Given text —
Time management can be tough. What is urgent in your life and what is important to your life are often very different things.
This is especially true with your health, where the important issues almost never seem urgent even though your life ultimately hangs in the balance.
• No, going to the gym today isn't urgent, but it is important for your long–term health.
• No, reading two pages from book doesn’t mean you will score well, but reading it every day will surely.
• No, eating real, unprocessed foods isn't required for you to stay alive right now, but will reduce your risk of disease.
Is there anything we can do? If we all have 24 hours in a day, how do we actually use them more effectively?
And most importantly, how can we manage our time to live healthier and happier, do the things that we know are important, and still handle the responsibilities that are urgent?
In my experience there are three time management tips that actually work in real life and will help you improve your health and productivity.

Information provided —

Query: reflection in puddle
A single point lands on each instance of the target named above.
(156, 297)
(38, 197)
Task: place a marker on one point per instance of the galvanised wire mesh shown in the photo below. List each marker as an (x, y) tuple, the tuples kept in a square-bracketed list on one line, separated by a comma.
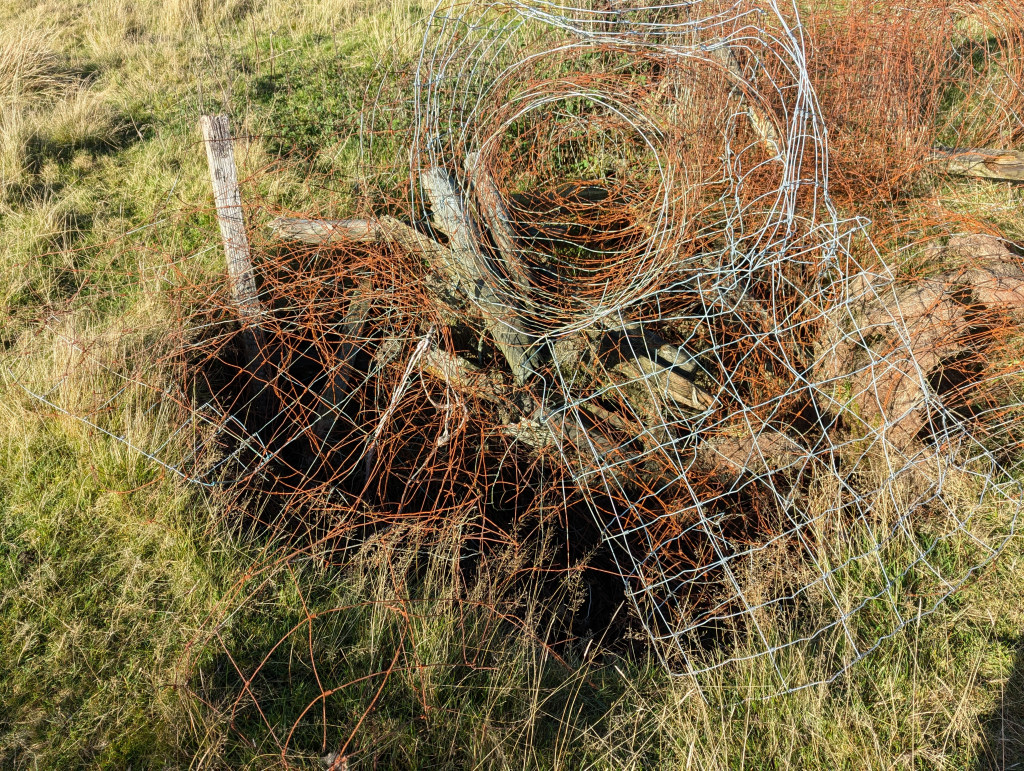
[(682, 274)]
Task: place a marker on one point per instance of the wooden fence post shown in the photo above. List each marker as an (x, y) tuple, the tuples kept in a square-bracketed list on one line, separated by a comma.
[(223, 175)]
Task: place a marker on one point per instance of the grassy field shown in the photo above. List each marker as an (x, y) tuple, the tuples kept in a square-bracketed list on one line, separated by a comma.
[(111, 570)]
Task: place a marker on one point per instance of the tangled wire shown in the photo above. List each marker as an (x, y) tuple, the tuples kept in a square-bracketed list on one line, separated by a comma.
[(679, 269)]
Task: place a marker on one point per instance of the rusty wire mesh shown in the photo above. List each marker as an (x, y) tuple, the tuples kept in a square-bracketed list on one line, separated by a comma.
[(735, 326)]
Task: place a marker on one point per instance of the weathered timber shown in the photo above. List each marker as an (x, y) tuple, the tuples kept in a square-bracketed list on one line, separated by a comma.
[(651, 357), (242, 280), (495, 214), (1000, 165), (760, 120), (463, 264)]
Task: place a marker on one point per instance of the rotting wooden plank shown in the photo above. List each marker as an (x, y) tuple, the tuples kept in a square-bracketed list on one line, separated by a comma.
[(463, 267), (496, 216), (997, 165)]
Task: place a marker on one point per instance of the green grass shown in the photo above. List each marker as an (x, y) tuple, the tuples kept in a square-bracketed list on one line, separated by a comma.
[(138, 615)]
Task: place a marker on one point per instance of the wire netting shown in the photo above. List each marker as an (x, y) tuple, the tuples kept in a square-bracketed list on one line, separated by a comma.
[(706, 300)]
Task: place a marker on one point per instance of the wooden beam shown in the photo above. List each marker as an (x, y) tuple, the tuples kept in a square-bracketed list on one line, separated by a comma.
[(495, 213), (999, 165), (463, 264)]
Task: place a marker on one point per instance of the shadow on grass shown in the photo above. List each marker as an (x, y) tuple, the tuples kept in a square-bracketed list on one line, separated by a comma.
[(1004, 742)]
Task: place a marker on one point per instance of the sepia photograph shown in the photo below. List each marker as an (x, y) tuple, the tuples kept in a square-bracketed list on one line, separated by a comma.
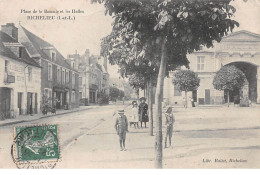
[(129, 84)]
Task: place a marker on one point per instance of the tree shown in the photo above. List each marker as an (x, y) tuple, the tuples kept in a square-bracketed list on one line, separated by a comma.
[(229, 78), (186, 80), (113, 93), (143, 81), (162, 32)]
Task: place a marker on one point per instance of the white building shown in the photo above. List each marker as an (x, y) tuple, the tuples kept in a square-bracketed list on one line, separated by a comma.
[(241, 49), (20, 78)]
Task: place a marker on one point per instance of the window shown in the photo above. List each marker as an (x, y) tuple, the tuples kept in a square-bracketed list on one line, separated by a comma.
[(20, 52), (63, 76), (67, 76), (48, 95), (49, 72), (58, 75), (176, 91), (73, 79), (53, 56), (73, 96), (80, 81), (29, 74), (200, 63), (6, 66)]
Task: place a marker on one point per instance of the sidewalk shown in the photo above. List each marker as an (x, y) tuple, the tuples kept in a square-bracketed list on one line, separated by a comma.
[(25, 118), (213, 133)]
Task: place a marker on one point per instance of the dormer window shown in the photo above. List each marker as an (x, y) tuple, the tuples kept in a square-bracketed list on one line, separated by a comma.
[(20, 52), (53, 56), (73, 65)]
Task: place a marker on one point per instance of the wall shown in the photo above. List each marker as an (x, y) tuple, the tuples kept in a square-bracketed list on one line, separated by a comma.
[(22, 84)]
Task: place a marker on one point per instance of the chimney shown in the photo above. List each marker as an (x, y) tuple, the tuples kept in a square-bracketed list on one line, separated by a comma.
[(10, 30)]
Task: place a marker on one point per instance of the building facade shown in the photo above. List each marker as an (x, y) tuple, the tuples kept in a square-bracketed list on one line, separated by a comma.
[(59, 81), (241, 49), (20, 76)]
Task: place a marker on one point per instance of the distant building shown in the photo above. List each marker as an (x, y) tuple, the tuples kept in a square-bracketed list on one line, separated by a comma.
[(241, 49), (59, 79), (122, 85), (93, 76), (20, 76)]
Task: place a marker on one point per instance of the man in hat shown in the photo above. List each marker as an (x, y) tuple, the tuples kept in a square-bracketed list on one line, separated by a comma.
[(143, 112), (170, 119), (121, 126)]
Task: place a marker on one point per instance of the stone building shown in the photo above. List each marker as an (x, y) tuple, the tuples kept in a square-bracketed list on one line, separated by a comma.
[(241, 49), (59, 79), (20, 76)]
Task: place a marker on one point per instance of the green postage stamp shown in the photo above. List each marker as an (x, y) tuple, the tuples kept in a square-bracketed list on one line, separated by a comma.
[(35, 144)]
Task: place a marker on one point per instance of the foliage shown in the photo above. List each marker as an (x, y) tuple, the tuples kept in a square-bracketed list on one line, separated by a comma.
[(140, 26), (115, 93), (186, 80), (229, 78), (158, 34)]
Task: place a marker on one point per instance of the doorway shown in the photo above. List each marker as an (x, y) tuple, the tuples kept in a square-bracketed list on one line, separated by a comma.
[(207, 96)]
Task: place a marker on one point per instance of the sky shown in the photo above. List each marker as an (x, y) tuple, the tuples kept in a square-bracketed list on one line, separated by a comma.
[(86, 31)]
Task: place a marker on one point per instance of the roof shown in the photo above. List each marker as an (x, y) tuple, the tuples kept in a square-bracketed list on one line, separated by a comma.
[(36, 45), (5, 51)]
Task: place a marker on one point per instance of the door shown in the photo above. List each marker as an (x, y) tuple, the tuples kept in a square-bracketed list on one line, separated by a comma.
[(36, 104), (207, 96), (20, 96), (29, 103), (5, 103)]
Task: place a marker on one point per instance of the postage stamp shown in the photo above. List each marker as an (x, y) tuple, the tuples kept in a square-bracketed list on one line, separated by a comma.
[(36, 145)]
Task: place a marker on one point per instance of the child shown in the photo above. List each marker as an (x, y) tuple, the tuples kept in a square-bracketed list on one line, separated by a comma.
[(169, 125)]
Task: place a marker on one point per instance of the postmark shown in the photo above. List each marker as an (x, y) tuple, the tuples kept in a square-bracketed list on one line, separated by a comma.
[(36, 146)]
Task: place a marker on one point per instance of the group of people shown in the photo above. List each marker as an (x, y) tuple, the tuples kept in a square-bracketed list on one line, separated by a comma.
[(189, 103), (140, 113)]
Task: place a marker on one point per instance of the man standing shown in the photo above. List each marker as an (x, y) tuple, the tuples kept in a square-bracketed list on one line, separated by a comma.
...
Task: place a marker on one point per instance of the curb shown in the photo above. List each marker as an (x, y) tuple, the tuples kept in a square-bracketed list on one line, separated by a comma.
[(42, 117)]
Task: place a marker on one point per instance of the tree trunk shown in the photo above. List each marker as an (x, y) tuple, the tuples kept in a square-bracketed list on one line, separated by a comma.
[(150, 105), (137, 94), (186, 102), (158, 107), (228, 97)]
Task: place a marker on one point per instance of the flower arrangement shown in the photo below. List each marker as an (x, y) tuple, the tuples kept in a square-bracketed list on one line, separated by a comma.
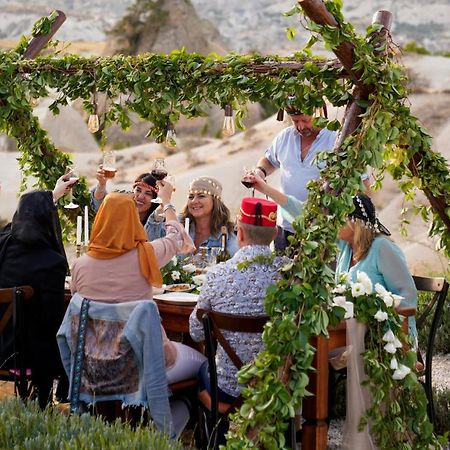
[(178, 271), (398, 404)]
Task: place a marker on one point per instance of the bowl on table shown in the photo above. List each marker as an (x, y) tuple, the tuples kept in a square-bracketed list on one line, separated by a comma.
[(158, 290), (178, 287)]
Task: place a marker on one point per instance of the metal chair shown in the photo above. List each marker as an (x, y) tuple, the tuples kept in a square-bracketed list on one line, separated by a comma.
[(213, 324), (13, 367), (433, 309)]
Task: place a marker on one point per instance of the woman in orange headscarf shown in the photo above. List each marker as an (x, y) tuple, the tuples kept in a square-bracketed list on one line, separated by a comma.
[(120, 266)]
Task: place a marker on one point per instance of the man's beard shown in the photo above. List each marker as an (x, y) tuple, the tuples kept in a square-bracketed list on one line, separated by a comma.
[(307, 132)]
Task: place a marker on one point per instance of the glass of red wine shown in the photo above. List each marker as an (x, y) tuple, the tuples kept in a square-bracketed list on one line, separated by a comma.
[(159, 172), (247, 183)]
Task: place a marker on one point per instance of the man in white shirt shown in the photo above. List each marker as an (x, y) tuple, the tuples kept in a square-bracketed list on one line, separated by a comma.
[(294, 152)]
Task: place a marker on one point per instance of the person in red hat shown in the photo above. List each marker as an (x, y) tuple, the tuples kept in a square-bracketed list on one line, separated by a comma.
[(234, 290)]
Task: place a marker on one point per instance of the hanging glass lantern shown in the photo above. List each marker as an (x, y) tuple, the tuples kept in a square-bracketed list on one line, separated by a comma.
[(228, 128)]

Exercise description —
Revise the time management passage from "This is especially" to "day will surely.", putting "pool" in place of "gym".

Written response —
This is especially true with your health, where the important issues almost never seem urgent even though your life ultimately hangs in the balance.
• No, going to the pool today isn't urgent, but it is important for your long–term health.
• No, reading two pages from book doesn’t mean you will score well, but reading it every day will surely.